EXERCISE OBJECTIVE »
Please repeat the strategic simulations text word for word, from "The Centre's most" up to and including "US and China.".

TEXT SECTION »
--------------------------------
Providing historically grounded approaches to enduring geopolitical problems

Strategic Simulations

Since 2015 the University of Cambridge Centre for Geopolitics has run a series of strategic simulation exercises in collaboration with Prof Brendan Simms’ Grand Strategy/Geopolitics masters class. Each simulation centres on an imagined (but realistic) crisis set in the near future, through which a subject of topical security and foreign affairs interest is explored. As events unfold in real time, we bring politicians, academic experts, officials, diplomats, and military leaders together with our MPhil students in a true-to-life simulation of the UK’s National Cabinet Office Briefing Room (COBR) in operation. 

The aim is to allow all involved to deepen their knowledge of a contemporary geopolitical issue, and to develop strategic thinking skills and test potential future developments and options, in keeping with the Centre’s mission to offer new historically grounded approaches to enduring geopolitical problems. For the students, this is an opportunity to interact with and learn from those who have dealt (or are still dealing) with these challenges in government and affords the opportunity to think about the historic themes that run through their MPhil module in a contemporary context. For the politicians, experts, and officials who participate, we hope to broaden existing knowledge across disciplines and professions and to benefit from constructive questioning of each other and from the students. For all, there is the opportunity to reflect on the nature of government responses to current foreign, defence, and national security challenges. The simulation provides a safe, experimental space for current policymakers to probe and challenge orthodoxies and possible solutions. 

The simulation is conducted under the Chatham House rule to allow for the full and frank discussion of the topic that would occur between ministers and officials dealing with a crisis.  However, we report our most significant findings in a public panel event at the end of the day where we also explore the underlying themes and challenges that the exercise has illuminated.

Our Highlights 

For a complete list of all our simulations please see HERE

2023 – The UK’s Pacific Tilt

The Centre's most recent event turned to the Pacific region as we tested the substance behind the UK’s 'Pacific Tilt’. We examined the true depth and importance of the UK’s existing interests in this geographically distant region and raised important questions for policymakers about the choices that would face the UK in the event of regional conflict between the US and China.
--------------------------------
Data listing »
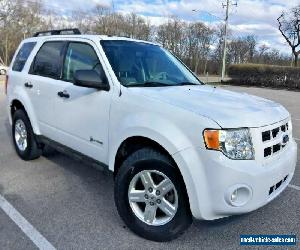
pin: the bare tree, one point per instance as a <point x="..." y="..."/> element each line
<point x="289" y="26"/>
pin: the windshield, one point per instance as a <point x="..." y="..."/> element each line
<point x="139" y="64"/>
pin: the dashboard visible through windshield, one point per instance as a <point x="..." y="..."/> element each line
<point x="138" y="64"/>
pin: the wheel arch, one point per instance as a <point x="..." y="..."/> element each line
<point x="134" y="143"/>
<point x="17" y="104"/>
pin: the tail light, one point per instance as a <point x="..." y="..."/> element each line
<point x="5" y="84"/>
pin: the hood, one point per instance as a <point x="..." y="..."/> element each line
<point x="229" y="109"/>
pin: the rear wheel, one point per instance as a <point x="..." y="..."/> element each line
<point x="23" y="137"/>
<point x="150" y="196"/>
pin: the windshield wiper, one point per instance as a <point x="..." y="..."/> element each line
<point x="186" y="83"/>
<point x="149" y="84"/>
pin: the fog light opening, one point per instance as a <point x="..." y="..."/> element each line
<point x="238" y="195"/>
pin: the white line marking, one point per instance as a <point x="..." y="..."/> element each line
<point x="25" y="226"/>
<point x="294" y="187"/>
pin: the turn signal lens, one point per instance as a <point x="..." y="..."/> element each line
<point x="211" y="138"/>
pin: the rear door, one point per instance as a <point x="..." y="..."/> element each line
<point x="44" y="72"/>
<point x="81" y="115"/>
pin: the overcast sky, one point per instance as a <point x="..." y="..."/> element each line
<point x="256" y="17"/>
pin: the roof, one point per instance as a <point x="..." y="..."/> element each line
<point x="83" y="36"/>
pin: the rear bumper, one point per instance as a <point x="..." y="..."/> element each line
<point x="211" y="177"/>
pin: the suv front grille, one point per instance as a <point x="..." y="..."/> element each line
<point x="274" y="139"/>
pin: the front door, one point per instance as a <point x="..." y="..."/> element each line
<point x="81" y="115"/>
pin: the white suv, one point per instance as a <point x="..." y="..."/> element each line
<point x="178" y="148"/>
<point x="3" y="69"/>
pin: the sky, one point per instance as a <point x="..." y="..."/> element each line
<point x="257" y="17"/>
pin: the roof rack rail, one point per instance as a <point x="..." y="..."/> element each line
<point x="57" y="32"/>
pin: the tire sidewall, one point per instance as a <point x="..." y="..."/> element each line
<point x="166" y="232"/>
<point x="20" y="115"/>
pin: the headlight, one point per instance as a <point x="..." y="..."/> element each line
<point x="236" y="144"/>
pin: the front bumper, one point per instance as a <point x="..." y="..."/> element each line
<point x="210" y="178"/>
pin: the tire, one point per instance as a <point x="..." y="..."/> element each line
<point x="139" y="163"/>
<point x="29" y="150"/>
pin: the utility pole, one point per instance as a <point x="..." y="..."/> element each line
<point x="227" y="5"/>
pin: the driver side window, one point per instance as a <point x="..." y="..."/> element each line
<point x="80" y="56"/>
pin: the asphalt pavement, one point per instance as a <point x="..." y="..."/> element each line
<point x="71" y="204"/>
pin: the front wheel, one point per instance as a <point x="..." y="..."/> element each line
<point x="150" y="196"/>
<point x="24" y="139"/>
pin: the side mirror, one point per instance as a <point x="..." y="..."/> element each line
<point x="90" y="79"/>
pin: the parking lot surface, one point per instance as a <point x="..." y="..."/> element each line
<point x="71" y="204"/>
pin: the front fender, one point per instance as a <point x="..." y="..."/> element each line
<point x="151" y="126"/>
<point x="20" y="95"/>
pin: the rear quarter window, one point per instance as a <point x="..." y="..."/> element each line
<point x="22" y="56"/>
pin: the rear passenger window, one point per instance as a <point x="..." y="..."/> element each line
<point x="48" y="60"/>
<point x="80" y="56"/>
<point x="22" y="56"/>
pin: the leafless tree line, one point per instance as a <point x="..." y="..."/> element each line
<point x="196" y="44"/>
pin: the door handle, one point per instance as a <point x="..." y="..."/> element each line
<point x="63" y="94"/>
<point x="28" y="85"/>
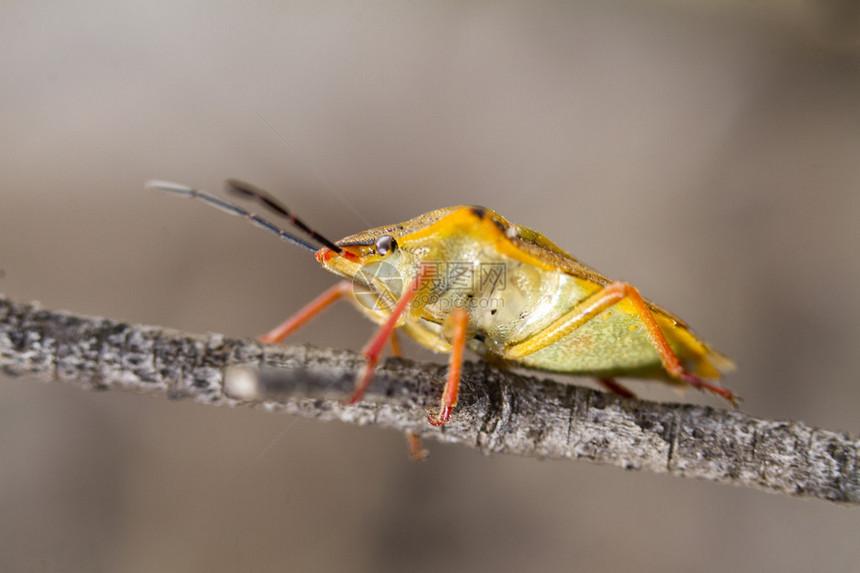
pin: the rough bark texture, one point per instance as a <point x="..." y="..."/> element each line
<point x="499" y="411"/>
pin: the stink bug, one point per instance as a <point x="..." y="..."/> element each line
<point x="466" y="276"/>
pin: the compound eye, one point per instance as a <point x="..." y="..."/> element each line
<point x="385" y="244"/>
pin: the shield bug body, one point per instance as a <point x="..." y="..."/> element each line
<point x="466" y="277"/>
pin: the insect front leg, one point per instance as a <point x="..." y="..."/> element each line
<point x="313" y="308"/>
<point x="373" y="349"/>
<point x="612" y="294"/>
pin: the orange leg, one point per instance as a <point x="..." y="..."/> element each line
<point x="313" y="308"/>
<point x="616" y="388"/>
<point x="610" y="295"/>
<point x="460" y="322"/>
<point x="374" y="347"/>
<point x="396" y="350"/>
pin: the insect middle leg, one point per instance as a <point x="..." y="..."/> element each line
<point x="610" y="295"/>
<point x="460" y="322"/>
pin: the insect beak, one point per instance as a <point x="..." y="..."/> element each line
<point x="325" y="255"/>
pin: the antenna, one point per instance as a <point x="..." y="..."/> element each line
<point x="227" y="207"/>
<point x="254" y="192"/>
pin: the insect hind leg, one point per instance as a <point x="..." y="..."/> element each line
<point x="608" y="296"/>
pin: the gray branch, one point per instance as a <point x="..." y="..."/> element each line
<point x="499" y="411"/>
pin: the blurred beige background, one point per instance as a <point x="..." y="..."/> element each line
<point x="711" y="156"/>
--------------------------------
WRITTEN ANSWER »
The Centre's most recent event turned to the Pacific region as we tested the substance behind the UK’s 'Pacific Tilt’. We examined the true depth and importance of the UK’s existing interests in this geographically distant region and raised important questions for policymakers about the choices that would face the UK in the event of regional conflict between the US and China.